▶ **Quoted passage**:
Traditional Syntax (C++11 and later) 
namespace enclosing_namespace {
    inline namespace inline_namespace {
        class MyClass {};
        void myFunction();
    }
}
Concise Nested Syntax (C++20 and later) 
namespace enclosing_namespace::inline inline_namespace {
    class MyClass {};
    void myFunction();
}

Primary Motivation: API and ABI Versioning

The canonical motivation for inline namespaces is managing API and ABI versioning. Inline namespaces allow multiple versions of a library to coexist within the same binary. By placing different implementations into separate nested namespaces (e.g., V1 and V2), the inline keyword can be used to designate the default version exposed to the parent namespace. Clients calling the parent namespace automatically resolve to the inline version, while older or non-default versions remain fully accessible via explicit qualification. 
namespace Library {
    namespace V1 {
        void process(); // Legacy ABI
    }
    
    inline namespace V2 {
        void process(); // Current default ABI
    }
}

void clientCode() {
    Library::process();     // Implicitly resolves to Library::V2::process()
    Library::V1::process(); // Explicitly calls the older version
}

Core Mechanics

1. Name Visibility and Lookup Members of an inline namespace are made visible in the enclosing namespace. They can be accessed using either the fully qualified name or the enclosing namespace’s scope resolution.

▶ **What you need to do**: Write out the passage on C++ inline namespaces above word for word, code included.

▶ **Entries supplied**:
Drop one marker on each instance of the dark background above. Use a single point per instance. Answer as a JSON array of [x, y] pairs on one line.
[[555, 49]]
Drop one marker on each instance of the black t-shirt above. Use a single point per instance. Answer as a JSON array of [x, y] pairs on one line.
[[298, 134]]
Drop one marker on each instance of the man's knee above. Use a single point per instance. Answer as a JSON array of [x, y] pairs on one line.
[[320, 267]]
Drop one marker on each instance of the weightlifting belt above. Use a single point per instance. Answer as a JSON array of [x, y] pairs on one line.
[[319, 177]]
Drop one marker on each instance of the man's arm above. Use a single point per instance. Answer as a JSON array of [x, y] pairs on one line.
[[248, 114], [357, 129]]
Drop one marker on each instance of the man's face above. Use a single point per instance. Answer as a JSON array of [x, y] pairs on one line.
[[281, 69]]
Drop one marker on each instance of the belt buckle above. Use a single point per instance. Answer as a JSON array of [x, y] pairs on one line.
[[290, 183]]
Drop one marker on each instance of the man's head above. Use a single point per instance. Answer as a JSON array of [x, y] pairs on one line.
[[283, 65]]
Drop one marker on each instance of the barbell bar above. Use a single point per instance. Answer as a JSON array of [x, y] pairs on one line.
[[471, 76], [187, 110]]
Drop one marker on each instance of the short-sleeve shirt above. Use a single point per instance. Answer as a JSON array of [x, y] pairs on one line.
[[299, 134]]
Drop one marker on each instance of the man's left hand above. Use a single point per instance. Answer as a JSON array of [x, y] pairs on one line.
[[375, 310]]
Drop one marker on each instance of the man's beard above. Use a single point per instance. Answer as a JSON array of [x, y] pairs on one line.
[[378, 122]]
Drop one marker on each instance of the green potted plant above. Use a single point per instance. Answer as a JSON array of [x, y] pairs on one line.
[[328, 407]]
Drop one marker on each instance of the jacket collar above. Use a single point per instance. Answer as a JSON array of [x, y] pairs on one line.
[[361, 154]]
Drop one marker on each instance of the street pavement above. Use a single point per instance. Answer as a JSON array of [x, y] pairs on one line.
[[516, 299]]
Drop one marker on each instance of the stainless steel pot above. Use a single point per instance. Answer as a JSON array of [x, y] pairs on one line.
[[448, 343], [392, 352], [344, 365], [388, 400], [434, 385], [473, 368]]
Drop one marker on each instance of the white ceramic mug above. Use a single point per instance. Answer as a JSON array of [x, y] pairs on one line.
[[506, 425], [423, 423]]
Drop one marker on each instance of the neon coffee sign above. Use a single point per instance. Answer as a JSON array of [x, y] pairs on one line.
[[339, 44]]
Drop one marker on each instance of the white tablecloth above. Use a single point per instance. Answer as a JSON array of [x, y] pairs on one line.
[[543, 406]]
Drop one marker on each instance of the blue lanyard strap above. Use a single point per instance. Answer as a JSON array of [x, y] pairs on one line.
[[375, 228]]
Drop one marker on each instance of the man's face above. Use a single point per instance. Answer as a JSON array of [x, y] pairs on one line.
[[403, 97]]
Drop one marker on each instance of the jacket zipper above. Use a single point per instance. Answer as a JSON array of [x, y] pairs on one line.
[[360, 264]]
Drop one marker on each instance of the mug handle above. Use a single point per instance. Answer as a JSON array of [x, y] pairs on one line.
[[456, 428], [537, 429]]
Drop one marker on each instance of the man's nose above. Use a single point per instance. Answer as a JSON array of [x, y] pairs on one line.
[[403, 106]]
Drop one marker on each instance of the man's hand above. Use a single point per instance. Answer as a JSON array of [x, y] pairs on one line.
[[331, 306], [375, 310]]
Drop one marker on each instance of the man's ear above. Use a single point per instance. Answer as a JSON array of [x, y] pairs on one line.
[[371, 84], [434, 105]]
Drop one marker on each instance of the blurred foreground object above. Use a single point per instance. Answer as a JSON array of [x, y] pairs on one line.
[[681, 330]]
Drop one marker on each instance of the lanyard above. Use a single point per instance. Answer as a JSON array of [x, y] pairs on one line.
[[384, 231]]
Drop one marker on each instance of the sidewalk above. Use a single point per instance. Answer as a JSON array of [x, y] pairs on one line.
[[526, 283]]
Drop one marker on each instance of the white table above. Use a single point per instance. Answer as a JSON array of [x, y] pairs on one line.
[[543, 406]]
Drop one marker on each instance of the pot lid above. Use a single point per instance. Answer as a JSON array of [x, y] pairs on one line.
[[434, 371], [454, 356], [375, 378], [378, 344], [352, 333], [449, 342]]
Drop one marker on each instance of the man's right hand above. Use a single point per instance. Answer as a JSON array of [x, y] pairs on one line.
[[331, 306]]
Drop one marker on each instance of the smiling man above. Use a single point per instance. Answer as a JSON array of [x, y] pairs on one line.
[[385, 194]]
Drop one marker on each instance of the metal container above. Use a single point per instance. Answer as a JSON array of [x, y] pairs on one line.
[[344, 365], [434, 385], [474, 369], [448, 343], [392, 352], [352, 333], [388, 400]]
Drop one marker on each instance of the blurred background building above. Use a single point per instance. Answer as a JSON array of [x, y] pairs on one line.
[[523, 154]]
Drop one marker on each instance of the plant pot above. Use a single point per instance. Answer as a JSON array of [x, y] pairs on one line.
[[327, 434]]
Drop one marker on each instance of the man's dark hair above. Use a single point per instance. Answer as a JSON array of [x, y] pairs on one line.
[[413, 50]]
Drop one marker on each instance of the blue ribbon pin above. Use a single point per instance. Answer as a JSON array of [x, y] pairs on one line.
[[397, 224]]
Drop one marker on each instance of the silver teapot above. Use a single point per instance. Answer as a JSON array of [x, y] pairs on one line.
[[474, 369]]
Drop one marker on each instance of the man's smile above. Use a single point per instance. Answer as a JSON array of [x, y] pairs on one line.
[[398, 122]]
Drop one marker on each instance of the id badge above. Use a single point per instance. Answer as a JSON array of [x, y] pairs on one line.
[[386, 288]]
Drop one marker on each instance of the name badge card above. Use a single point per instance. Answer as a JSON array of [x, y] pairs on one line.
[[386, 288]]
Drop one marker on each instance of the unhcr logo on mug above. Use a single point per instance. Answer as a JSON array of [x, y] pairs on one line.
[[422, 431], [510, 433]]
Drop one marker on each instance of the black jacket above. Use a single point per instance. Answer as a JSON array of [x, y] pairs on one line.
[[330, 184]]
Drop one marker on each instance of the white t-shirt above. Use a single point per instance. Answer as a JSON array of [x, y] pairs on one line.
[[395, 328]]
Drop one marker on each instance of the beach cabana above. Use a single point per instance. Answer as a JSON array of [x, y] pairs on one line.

▶ **Exercise output**:
Traditional Syntax (C++11 and later) 
namespace enclosing_namespace {
    inline namespace inline_namespace {
        class MyClass {};
        void myFunction();
    }
}
Concise Nested Syntax (C++20 and later) 
namespace enclosing_namespace::inline inline_namespace {
    class MyClass {};
    void myFunction();
}

Primary Motivation: API and ABI Versioning

The canonical motivation for inline namespaces is managing API and ABI versioning. Inline namespaces allow multiple versions of a library to coexist within the same binary. By placing different implementations into separate nested namespaces (e.g., V1 and V2), the inline keyword can be used to designate the default version exposed to the parent namespace. Clients calling the parent namespace automatically resolve to the inline version, while older or non-default versions remain fully accessible via explicit qualification. 
namespace Library {
    namespace V1 {
        void process(); // Legacy ABI
    }
    
    inline namespace V2 {
        void process(); // Current default ABI
    }
}

void clientCode() {
    Library::process();     // Implicitly resolves to Library::V2::process()
    Library::V1::process(); // Explicitly calls the older version
}

Core Mechanics

1. Name Visibility and Lookup Members of an inline namespace are made visible in the enclosing namespace. They can be accessed using either the fully qualified name or the enclosing namespace’s scope resolution.